# TEXT EXCERPT
Next she placed a flask of genetically altered cells under the lens. These were the same chronological age as the others, but were still actively dividing after 108 doublings. The cells were sardine shaped, densely packed, crowding into the dish. They resembled young cells, Bodnar said. Evidence of their vigor, she added, was the color of the fluid washing over them: yellowish, tinted by the waste products of their still-cranking metabolism.

As far as Harley and Bodnar could tell, these altered cells could keep dividing indefinitely. Harley declined to say if he thinks they are immortal, because the term is loaded and only time will tell. But Hayflick is convinced that the scientists “essentially immortalized” the cells.

Advertisement

*

It is a matter of fierce scientific debate as to what extent the fate of fibroblasts growing in a dish parallels that of intact body cells. Harley and others say it does. The thinning and sagging of skin that accompany old age, and the decreased ability to repair cuts and other damage, result from the buildup of older fibroblasts nearing or in senescence, he said.

Also, researchers have long suspected that the elderly’s increased susceptibility to infectious disease results from the immune system’s reduced capacity to launch microbe-fighting cells, he said.

Other researchers say that although giving cells a new lease on life is an amazing feat, it has little to do with manipulating the longevity of a whole human. “This is a very interesting piece of biology, which will give some insight into why some cells divide forever and others stop,” said Caleb Finch, a USC neurobiologist specializing in aging. “It has to do with a phenomenon in cell culture that may or may not be the same in the organism.”

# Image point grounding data
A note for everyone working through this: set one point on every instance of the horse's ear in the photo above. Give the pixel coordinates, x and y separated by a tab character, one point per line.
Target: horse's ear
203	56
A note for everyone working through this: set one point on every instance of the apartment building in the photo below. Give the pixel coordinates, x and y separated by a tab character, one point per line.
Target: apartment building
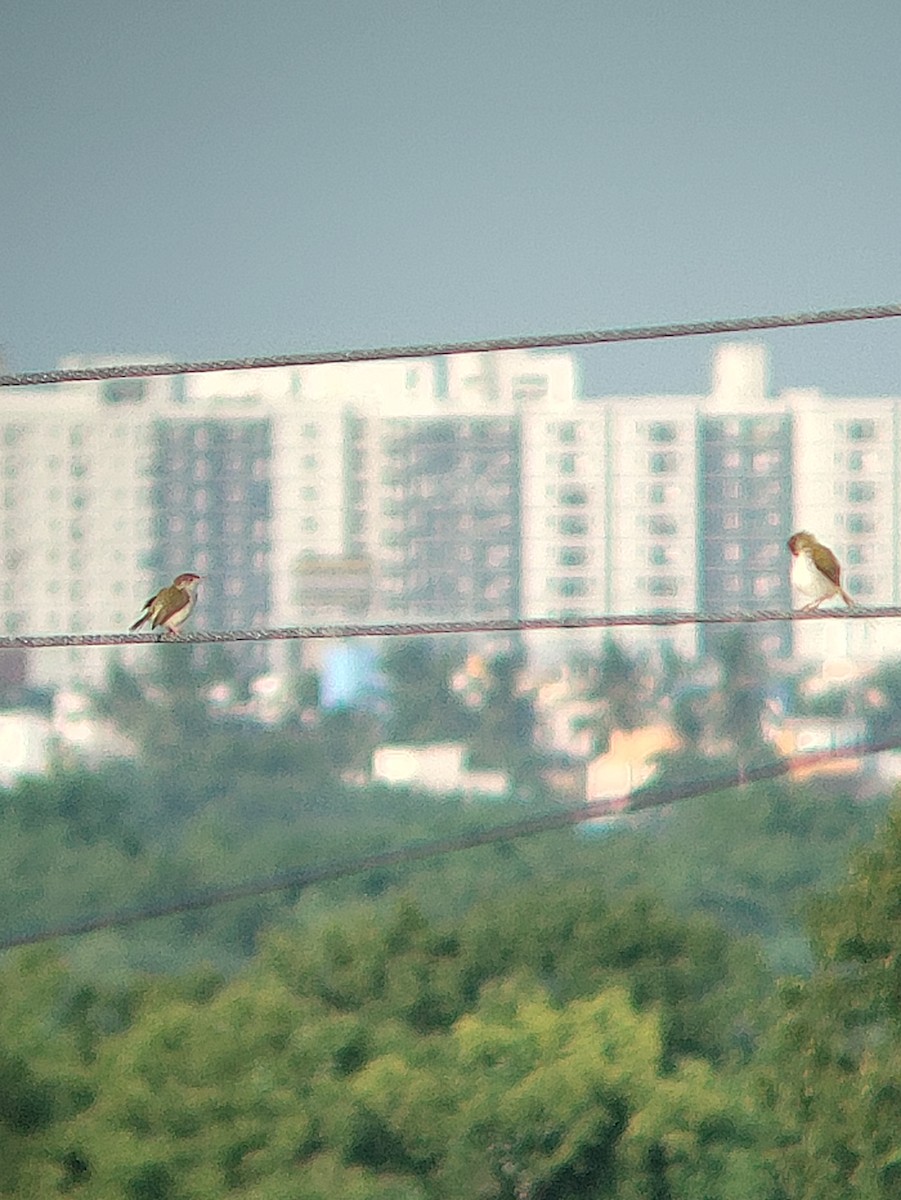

# TASKS TO PERFORM
1. In the text on cell aging, why did Harley decline to say whether he thinks the altered cells are immortal? Answer in one to three sentences.
2. Carry the text on cell aging further, starting after its final sentence.
The material plays no part in what is asked here.

# ANSWER SECTION
1. Harley declined because the term is loaded and only time will tell.

2.
Eugenia Wang, an expert on the cell biology of aging who works at the Lady Davis Institute for Medical Research in Montreal, said the new work was “outstanding.” But she questioned its therapeutic potential, given that the two most important organs--the brain and heart--comprise cells that stop dividing in youth. (The heart grows because its cells get bigger, not more numerous.) Although there is usually some deterioration of brain and heart function with old age, it is not because of senescence, she said.

In addition, numerous scientists have voiced caution about the prospect of genetically altering normal somatic cells to boost their telomerase activity. The risk, they say, is cancer. Some researchers view the lack of telomerase in normal somatic cells as a prime defense against the runaway division and growth that is malignancy. To circumvent that defense could be dangerous, they say.

But Harley, who originally helped establish that cancer cells activate telomerase, argues that the threat may not be as great as assumed. Telomerase does not appear to start cancer, he said, only maintain it once other biochemical events have set it in motion.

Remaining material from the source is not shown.